→ **Records for processing**:
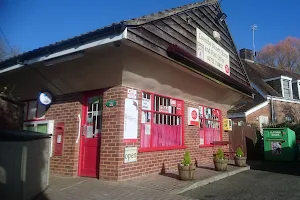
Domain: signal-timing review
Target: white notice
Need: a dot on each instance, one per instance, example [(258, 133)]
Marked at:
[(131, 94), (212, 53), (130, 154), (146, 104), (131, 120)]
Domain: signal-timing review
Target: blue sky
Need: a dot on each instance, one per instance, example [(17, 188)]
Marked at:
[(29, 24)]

* * *

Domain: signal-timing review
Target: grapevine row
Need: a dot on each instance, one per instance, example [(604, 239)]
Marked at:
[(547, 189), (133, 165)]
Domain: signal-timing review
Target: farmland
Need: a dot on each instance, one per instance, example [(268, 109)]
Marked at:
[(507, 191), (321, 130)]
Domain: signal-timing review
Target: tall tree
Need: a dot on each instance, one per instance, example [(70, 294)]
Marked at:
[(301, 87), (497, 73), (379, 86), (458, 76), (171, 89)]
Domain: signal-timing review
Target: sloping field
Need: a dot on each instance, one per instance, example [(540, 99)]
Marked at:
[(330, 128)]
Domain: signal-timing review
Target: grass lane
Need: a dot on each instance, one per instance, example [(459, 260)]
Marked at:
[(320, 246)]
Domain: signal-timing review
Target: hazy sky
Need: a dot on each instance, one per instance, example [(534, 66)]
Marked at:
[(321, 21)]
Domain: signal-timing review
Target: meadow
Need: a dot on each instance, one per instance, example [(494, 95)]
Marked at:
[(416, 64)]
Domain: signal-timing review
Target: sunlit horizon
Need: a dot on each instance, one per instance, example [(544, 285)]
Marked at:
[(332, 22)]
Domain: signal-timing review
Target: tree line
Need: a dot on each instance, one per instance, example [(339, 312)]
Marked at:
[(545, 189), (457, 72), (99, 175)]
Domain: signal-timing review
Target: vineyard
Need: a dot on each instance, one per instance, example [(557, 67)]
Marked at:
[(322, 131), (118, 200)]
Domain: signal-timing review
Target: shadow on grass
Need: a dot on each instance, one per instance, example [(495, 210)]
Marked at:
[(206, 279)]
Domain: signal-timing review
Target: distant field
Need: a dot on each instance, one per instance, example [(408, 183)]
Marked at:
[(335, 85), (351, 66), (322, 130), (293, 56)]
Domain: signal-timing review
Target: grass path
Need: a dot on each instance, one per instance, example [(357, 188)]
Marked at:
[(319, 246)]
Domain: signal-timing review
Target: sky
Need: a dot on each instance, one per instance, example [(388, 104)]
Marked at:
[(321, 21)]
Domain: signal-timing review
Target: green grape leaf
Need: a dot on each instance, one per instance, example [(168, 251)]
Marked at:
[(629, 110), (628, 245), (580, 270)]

→ **Assignment**: Taking the entries as a whole, work out how many lines contain the string "field". Respond with only the number.

→ **Solved exercise**: 2